**Directive**
Locate every line in the data below that contains the word "blue", and copy each of those lines.

**Source records**
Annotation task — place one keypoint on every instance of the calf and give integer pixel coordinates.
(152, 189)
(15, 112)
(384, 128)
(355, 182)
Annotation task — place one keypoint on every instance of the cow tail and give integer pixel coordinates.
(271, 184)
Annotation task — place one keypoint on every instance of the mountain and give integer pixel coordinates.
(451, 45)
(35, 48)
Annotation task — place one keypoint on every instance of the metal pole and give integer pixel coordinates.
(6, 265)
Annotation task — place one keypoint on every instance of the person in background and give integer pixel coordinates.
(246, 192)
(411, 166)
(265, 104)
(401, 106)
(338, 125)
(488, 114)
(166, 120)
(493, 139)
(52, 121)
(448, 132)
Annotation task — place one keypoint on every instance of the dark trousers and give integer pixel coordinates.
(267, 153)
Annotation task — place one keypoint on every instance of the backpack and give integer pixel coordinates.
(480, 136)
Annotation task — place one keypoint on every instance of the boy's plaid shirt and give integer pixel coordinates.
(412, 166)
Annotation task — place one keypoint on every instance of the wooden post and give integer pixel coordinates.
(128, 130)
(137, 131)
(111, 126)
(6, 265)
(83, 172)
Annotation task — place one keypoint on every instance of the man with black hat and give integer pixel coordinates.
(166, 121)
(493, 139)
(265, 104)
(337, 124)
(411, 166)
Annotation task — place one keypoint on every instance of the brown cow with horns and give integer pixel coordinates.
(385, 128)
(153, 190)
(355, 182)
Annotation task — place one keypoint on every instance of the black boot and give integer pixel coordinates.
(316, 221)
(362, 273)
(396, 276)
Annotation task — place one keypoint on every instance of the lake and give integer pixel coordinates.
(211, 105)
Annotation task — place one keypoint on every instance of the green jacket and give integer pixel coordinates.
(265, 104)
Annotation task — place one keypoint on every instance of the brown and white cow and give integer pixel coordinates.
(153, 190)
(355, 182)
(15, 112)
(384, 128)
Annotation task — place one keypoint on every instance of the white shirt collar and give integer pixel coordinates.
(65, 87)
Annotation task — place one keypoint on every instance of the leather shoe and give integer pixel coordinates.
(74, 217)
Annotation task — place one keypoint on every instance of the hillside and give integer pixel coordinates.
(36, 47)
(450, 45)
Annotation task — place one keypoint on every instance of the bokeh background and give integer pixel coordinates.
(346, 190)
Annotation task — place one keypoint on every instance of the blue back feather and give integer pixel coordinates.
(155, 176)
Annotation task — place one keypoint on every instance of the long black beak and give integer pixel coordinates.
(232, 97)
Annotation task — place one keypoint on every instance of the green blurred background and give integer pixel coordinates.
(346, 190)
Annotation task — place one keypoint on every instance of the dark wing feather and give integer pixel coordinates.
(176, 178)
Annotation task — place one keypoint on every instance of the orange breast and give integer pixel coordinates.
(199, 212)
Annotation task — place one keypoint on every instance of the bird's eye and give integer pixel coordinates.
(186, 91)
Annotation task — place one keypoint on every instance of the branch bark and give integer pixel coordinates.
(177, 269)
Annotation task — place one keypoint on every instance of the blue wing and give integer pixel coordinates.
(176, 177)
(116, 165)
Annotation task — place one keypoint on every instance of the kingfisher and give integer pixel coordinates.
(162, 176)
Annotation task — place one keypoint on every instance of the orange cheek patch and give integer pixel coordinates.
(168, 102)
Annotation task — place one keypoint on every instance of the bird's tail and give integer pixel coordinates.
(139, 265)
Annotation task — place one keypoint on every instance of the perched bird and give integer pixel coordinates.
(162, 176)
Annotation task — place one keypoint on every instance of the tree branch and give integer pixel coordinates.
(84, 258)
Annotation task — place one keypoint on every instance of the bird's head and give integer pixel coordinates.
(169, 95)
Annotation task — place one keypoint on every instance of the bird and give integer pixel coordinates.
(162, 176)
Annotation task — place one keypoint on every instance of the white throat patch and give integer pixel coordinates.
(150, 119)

--

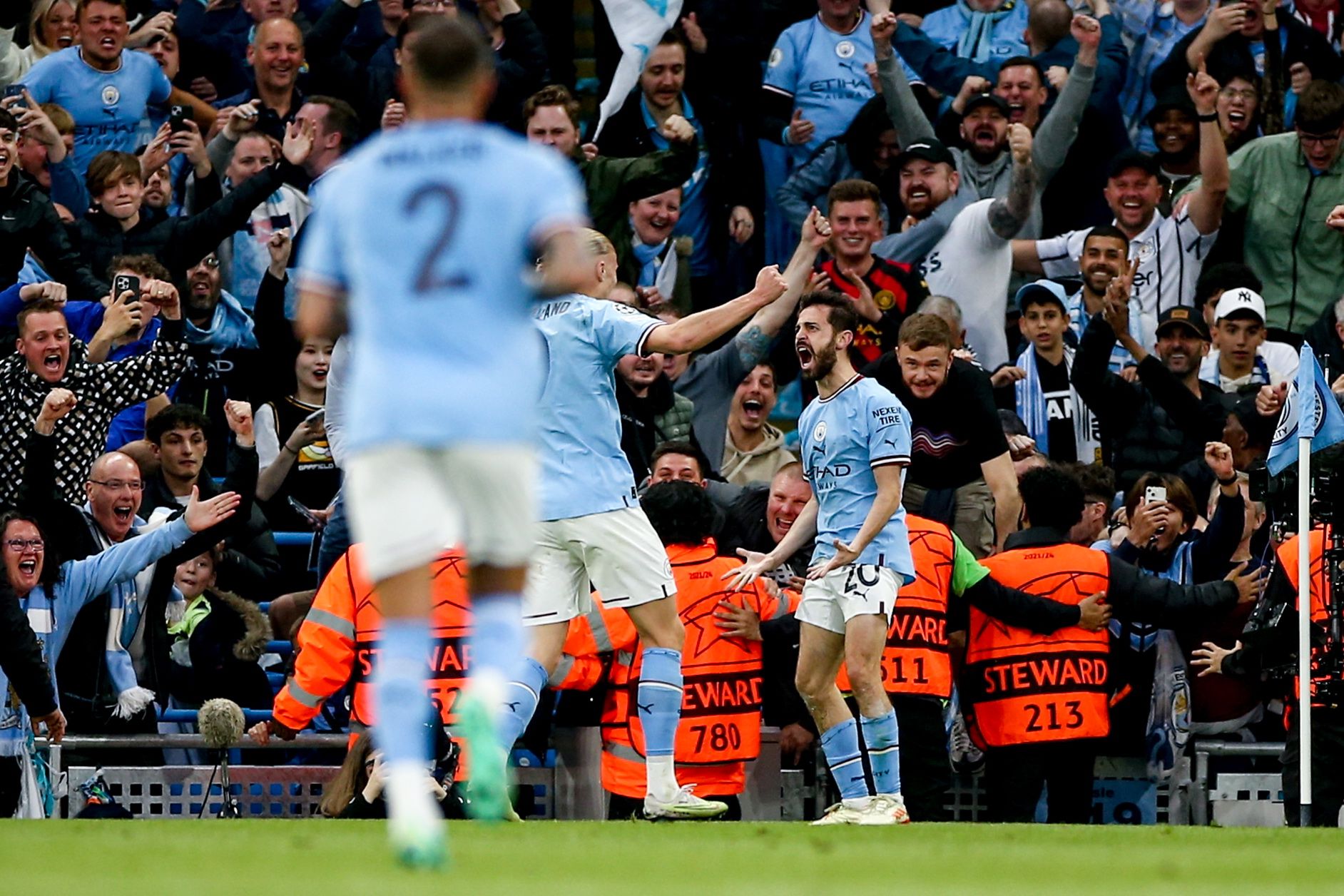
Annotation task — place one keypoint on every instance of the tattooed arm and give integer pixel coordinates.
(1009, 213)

**Task answer**
Annotation task — place one keypoint on every instance of the blue back feather and give integer pixel coordinates.
Annotation task — place one keypoint on every instance of the blue wing and give integer pixel coordinates.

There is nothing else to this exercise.